> **TEXT TO READ**:

** start **

The irrelevance of test scores is greatly exaggerated

Updated Oct 2022

Test scores are not irrelevant
Test scores are highly predictive
What the paper actually did
What this says about how to do college admissions
The laundering of unproven claims
A field guide

Comments at hacker news.

Here are some claims about how grades (GPA) and test scores (ACT) predict success in college.

In a study released this month, the University of Chicago Consortium on School Research found—after surveying more than 55,000 public high school graduates—that grade point averages were five times as strong at predicting college graduation as were ACT scores. (Fortune)

High school GPAs show a very strong relationship with college graduation despite sizable school effects, and the relationship does not differ across high schools. In contrast, the relationship between ACT scores and college graduation is weak-to nothing once school effects are controlled. (University of Chicago Consortium on School Research)

“It was surprising not only to see that there was no relationship between ACT scores and college graduation at some high schools, but also to see that at many high schools the relationship was negative among students with the highest test scores” (Science Daily)

** end **

> **TASK SET**:
a. In the article on test scores and college success, name every source credited in parentheses after a quoted claim.
b. Continue the article on test scores and college success, starting after its final quoted claim.
The entries that come after this article on test scores play no role in it.

> **DATASET EXCERPTS**:
** start **

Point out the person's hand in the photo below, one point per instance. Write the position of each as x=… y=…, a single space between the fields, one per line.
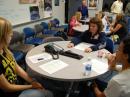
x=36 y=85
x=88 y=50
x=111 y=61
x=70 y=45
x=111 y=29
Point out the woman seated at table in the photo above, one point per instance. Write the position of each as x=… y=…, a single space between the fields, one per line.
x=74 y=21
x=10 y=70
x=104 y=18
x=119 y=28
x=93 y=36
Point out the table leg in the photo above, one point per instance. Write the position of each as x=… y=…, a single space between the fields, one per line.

** end **
** start **

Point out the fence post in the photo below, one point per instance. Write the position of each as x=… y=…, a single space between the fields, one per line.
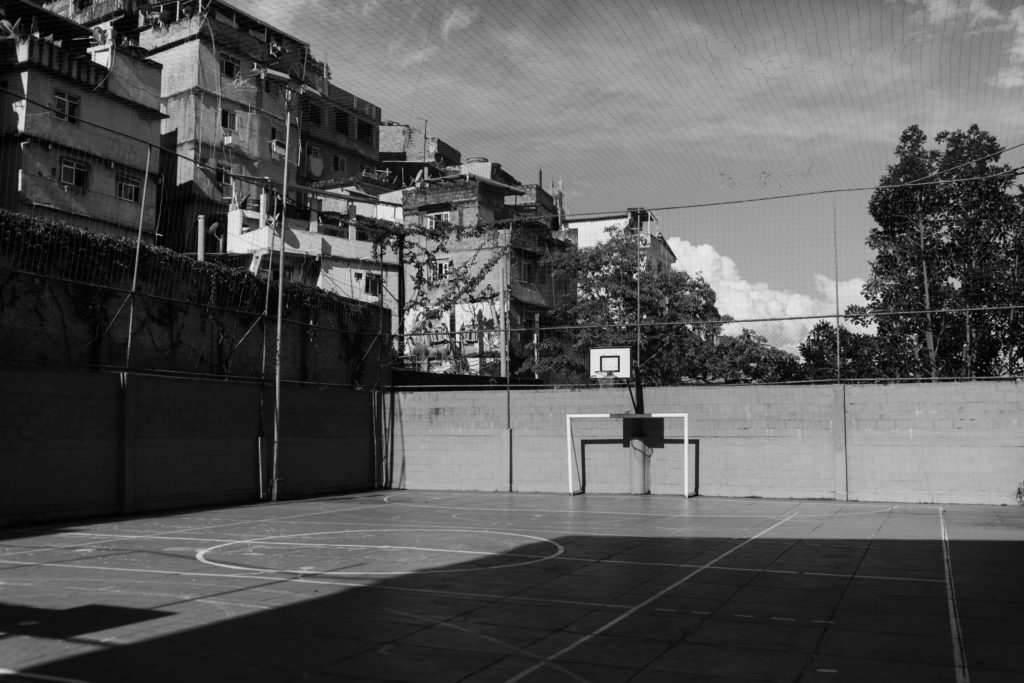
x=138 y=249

** end **
** start **

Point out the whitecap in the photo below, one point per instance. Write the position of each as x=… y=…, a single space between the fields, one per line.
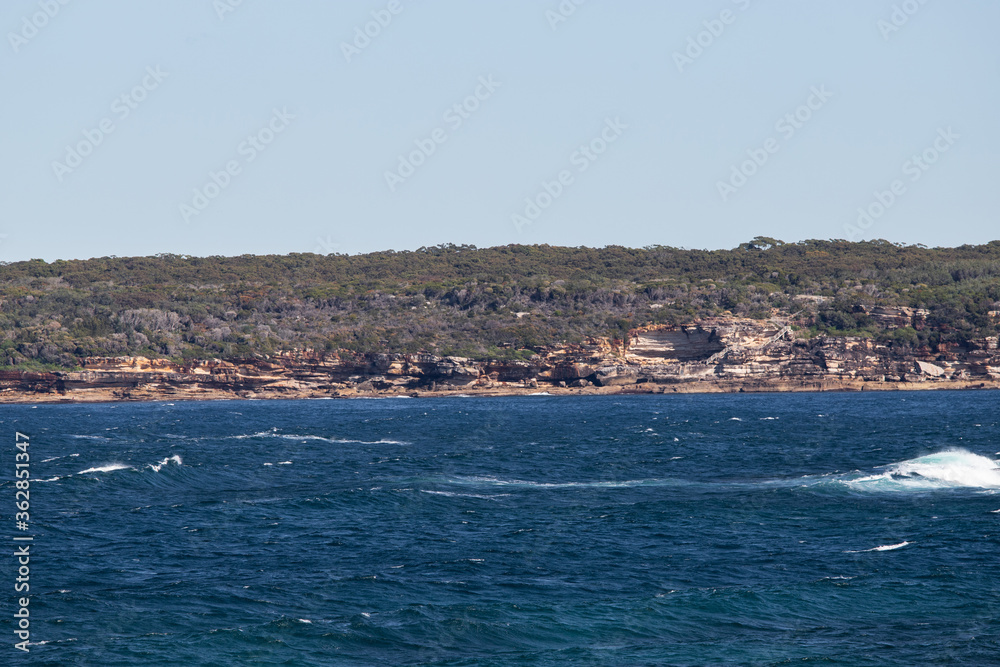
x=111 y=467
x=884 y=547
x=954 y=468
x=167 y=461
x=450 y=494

** end **

> **EXPECTED ANSWERS**:
a. Fortune; University of Chicago Consortium on School Research; Science Daily

b.
“The bottom line is that high school grades are powerful tools for gauging students’ readiness for college, regardless of which high school a student attends, while ACT scores are not.” (Inside Higher Ed)

See also the Washington Post, Science Blog, Fatherly, The Chicago Sun Times, etc. All these articles are adaptions of a press release for Allensworth and Clark’s 2020 paper “High School GPAs and ACT Scores as Predictors of College Completion”.

I understood these articles as making the following claim: Standardized test scores are nearly useless (at least once you know GPAs), and colleges can eliminate them from admissions with no downside.

Surprised by this claim, I read the paper. I don’t want to be indelicate, but… the paper doesn’t give the slightest shred of evidence that the above claim is true. It’s not that the paper is wrong, exactly, it simply doesn’t address how useful ACT scores are for college admissions.

So why do we have all these articles that seem to make this claim, you ask? That’s an interesting question! But first, let’s see what’s actually in the paper.

Test scores are not irrelevant

The authors got data for 55,084 students who graduated from Chicago public schools between 2006 and 2009. Most of their analysis only looks at a subset of 17,753 who enrolled in a 4-year college immediately after high school. Here’s the percentage of those who graduated college within 6 years for each possible GPA and ACT score:

percentage of students who graduated

The light colors in the upper-right show that students with high ACT scores and high GPAs graduate at high rates. The dark colors in the lower-left show that students with low ACT scores and low grades graduate at low rates. The medium colors in the upper-left and lower-right show that when one (of ACT score and GPA) is high but the other is low, students graduate at medium rates.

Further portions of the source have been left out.